Source excerpt:
● ● ● ● ●
Our current and potential competitors can be grouped into the following categories:

 

  contact center vendors, such as Avaya, Nortel Networks, Aspect Communications, and Rockwell;

 

  data communication equipment suppliers, such as Cisco Systems and 3COM;

 

  email management and web center software suppliers, such as eGain, Kana Communications, and Live Person;

 

  voice communications equipment suppliers, such as Nortel Networks, Avaya, Mitel, NEC, Toshiba, and Siemens and

 

  optical transmission suppliers, such as Huawei, Alcatel, Optel, Zhongxing and Datang

 

Many of our current and potential competitors have significantly greater financial, technical, marketing, customer service and other resources, greater name and brand recognition and a larger installed customer base than we do. Therefore, our competitors may be able to respond to new or emerging technologies and changes faster than we can. They may also be able to devote greater resources to the development, promotion and sale of their products.

 

Actions by our competitors could result in price reductions, reduced margins and loss of market share, any of which would damage our business. We cannot assure you that we will be able to compete successfully against these competitors.

 

If we cannot expand our indirect sales channel to sell our eQueue products, our ability to generate revenue would be harmed.

 

We sell our eQueue communications servers both directly and indirectly through dealers and value added resellers that have experience in data as well as voice communications. We may not be able to expand this indirect sales channel. In addition, new distribution partners may devote fewer resources to marketing and supporting our products than to our competitors’ products and could discontinue selling our products at any time in favor of our competitors’ products or for any other reason.
● ● ● ● ●
Data extract:
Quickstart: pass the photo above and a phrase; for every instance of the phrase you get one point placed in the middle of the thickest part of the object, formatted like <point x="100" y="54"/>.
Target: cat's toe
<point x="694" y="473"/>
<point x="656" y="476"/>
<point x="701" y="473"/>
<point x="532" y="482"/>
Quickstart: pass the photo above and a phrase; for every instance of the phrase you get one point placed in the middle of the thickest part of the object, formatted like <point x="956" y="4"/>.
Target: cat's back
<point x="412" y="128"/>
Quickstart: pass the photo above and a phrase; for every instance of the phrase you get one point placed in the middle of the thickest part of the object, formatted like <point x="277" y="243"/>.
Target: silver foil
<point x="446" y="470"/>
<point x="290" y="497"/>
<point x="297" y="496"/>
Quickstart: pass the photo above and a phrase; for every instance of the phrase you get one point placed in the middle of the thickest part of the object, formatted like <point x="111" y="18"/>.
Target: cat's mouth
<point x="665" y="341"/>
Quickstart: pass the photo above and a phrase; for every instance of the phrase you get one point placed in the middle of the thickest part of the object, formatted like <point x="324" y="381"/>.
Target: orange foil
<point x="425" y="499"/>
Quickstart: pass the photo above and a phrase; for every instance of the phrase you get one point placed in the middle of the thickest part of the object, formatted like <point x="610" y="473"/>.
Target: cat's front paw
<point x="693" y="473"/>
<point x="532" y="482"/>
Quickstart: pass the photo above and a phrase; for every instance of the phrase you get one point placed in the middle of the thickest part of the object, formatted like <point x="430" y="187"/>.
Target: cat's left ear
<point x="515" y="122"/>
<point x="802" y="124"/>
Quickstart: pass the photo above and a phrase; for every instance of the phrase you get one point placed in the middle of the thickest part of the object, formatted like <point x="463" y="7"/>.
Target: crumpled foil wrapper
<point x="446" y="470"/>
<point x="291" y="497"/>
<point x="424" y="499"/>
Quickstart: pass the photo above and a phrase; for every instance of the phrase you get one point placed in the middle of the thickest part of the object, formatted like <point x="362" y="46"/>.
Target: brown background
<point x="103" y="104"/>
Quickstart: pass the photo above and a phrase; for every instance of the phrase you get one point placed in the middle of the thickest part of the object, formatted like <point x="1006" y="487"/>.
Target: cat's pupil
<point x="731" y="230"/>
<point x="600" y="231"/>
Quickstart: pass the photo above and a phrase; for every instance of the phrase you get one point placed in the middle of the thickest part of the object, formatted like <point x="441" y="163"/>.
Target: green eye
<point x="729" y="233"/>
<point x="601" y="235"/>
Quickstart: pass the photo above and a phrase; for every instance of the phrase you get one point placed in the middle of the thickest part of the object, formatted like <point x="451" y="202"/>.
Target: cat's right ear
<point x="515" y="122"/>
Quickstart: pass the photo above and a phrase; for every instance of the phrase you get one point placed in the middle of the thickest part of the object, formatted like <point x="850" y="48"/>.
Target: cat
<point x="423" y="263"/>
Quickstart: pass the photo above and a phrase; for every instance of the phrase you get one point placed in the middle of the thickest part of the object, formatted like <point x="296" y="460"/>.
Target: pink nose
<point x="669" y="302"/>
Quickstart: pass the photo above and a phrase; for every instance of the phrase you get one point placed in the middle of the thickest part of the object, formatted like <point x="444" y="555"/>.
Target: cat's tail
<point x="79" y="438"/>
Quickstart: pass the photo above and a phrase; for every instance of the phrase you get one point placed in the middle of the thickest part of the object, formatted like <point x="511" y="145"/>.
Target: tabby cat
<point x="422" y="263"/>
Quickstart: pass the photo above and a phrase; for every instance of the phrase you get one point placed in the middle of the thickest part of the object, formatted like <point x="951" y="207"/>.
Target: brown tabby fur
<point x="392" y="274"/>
● ● ● ● ●
Tasks and exercises:
(a) Copy the passage of the competition and sales channel excerpt between "voice communications equipment" and "of their products.", inclusive.
(b) Continue the excerpt on competitors and the indirect sales channel, starting after its final sentence.

Responses to the exercise:
(a)
voice communications equipment suppliers, such as Nortel Networks, Avaya, Mitel, NEC, Toshiba, and Siemens and

 

  optical transmission suppliers, such as Huawei, Alcatel, Optel, Zhongxing and Datang

 

Many of our current and potential competitors have significantly greater financial, technical, marketing, customer service and other resources, greater name and brand recognition and a larger installed customer base than we do. Therefore, our competitors may be able to respond to new or emerging technologies and changes faster than we can. They may also be able to devote greater resources to the development, promotion and sale of their products.

(b)
The lengthy sales cycles of some of our products and the difficulty in predicting the timing of our sales may cause fluctuations in our quarterly operating results.

 

The uncertainty of our sales cycle makes the timing of sales difficult to predict and may cause fluctuations in our quarterly operating results. Our sales cycles generally vary from four to twelve months for our eQueue products and from one to six months for our Millennium voice switching platform. The purchase of our products may involve a significant commitment of our customers’ time, personnel, and financial and other resources. Also, it is difficult to predict the timing of indirect sales because we have little control over the selling activities of our dealers and value added resellers.

 

We incur substantial sales and marketing expenses and spend significant management time before customers place orders with us, if at all. Revenues from a specific customer may not be recognized in the quarter in which we incur related sales and marketing expense, which may cause us to miss our revenues or earnings expectations.

 

Unanticipated difficulties in integrating our recent acquisition of Cortelco Shanghai could harm our business.

 

On June 1, 2004 eOn purchased a controlling interest in Cortelco Shanghai. Cortelco Shanghai provides telecommunications products in China, including fiber optic transmission equipment, data communications systems, and network management software. eOn’s future operating results may be adversely affected if we are not able to realize operating efficiencies and sales opportunities as a result of this acquisition.

 

We face many risks from expanding into foreign markets.

 

The Company expects to increase sales to customers outside of the United States and establish additional distribution channels in Asia. However, foreign markets for our products may develop more slowly than currently anticipated. eOn may not be able to successfully establish international distribution channels, or may not be able to hire the additional personnel necessary to support such distribution channels.

 

Our future results could be harmed by economic, political, regulatory and other risks associated with international sales and operations.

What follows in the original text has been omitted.